*书面任务 1:*
在下面的文本节选中，send_executeFateOperation 调用 sendBase 时传入的方法名字符串是什么？

*文本节选:*
———
所以这种client对象才可以执行executeFateOperation方法。

查看executeFateOperation方法

分为2步,字面意思send_executeFateOperation方法发送了啥,recv_executeFateOperation方法又接收了啥。显然发送消息是需要重点关心的:

public void send_executeFateOperation(org.apache.accumulo.core.trace.thrift.TInfo tinfo, org.apache.accumulo.core.security.thrift.TCredentials credentials, long opid, FateOperation op, List<ByteBuffer> arguments, Map<String,String> options, boolean autoClean) throws org.apache.thrift.TException
{
  executeFateOperation_args args = new executeFateOperation_args();
  args.setTinfo(tinfo);
  args.setCredentials(credentials);
  args.setOpid(opid);
  args.setOp(op);
  args.setArguments(arguments);
  args.setOptions(options);
  args.setAutoClean(autoClean);
  sendBase("executeFateOperation", args);
}

这个发送的方法把入参的表名、操作类型【Drop表】设置为sendBase方法的入参。

package org.apache.thrift;

/**
 * A TServiceClient is used to communicate with a TService implementation
 * across protocols and transports.
 */
public abstract class TServiceClient {

  protected void sendBase(String methodName, TBase<?,?> args) throws TException {
    sendBase(methodName, args, TMessageType.CALL);
  }


  private void sendBase(String methodName, TBase<?,?> args, byte type) throws TException {
    oprot_.writeMessageBegin(new TMessage(methodName, type, ++seqid_));
    args.write(oprot_);
    oprot_.writeMessageEnd();
    oprot_.getTransport().flush();
  }

}

其中:

package org.apache.thrift.protocol;

/**
 * Message type constants in the Thrift protocol.
———
*提供材料:*
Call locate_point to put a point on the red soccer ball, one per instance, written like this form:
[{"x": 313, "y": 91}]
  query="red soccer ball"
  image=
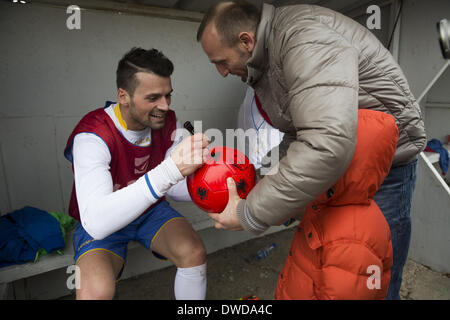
[{"x": 208, "y": 185}]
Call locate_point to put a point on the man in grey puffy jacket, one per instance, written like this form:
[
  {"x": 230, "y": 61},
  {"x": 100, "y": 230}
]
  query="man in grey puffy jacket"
[{"x": 312, "y": 68}]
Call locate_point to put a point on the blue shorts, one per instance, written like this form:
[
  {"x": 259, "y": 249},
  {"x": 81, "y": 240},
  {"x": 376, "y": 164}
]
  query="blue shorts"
[{"x": 143, "y": 230}]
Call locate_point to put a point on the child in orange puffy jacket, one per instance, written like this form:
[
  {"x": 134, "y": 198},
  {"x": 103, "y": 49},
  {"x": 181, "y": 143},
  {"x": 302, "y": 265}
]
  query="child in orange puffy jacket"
[{"x": 342, "y": 248}]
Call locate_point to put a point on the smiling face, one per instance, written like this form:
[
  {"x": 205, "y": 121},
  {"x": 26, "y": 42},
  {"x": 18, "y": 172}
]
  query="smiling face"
[
  {"x": 228, "y": 60},
  {"x": 148, "y": 105}
]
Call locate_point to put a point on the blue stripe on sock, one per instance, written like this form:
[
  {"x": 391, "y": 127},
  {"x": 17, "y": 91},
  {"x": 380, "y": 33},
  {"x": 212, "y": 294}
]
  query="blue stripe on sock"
[{"x": 150, "y": 187}]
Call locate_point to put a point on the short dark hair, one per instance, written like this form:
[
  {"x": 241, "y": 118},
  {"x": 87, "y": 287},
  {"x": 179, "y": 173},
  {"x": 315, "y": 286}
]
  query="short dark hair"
[
  {"x": 230, "y": 19},
  {"x": 141, "y": 60}
]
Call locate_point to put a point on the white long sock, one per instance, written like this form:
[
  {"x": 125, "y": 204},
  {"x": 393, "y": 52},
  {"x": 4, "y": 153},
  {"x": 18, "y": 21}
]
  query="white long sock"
[{"x": 190, "y": 283}]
———
*书面任务 2:*
把上面列表中从包含“Call locate_point to put a point on the blue stripe”的那一行直到列表末尾的各行输出为 JSON 字符串列表，每行对应一个字符串，空行略去。

*书面解答 1:*
"executeFateOperation"

*书面解答 2:*
[
  "Call locate_point to put a point on the blue stripe on sock, one per instance, written like this form:",
  "[",
  "  {\"x\": 391, \"y\": 127},",
  "  {\"x\": 17, \"y\": 91},",
  "  {\"x\": 380, \"y\": 33},",
  "  {\"x\": 212, \"y\": 294}",
  "]",
  "  query=\"blue stripe on sock\"",
  "[{\"x\": 150, \"y\": 187}]",
  "Call locate_point to put a point on the short dark hair, one per instance, written like this form:",
  "[",
  "  {\"x\": 241, \"y\": 118},",
  "  {\"x\": 87, \"y\": 287},",
  "  {\"x\": 179, \"y\": 173},",
  "  {\"x\": 315, \"y\": 286}",
  "]",
  "  query=\"short dark hair\"",
  "[",
  "  {\"x\": 230, \"y\": 19},",
  "  {\"x\": 141, \"y\": 60}",
  "]",
  "Call locate_point to put a point on the white long sock, one per instance, written like this form:",
  "[",
  "  {\"x\": 125, \"y\": 204},",
  "  {\"x\": 393, \"y\": 52},",
  "  {\"x\": 4, \"y\": 153},",
  "  {\"x\": 18, \"y\": 21}",
  "]",
  "  query=\"white long sock\"",
  "[{\"x\": 190, \"y\": 283}]"
]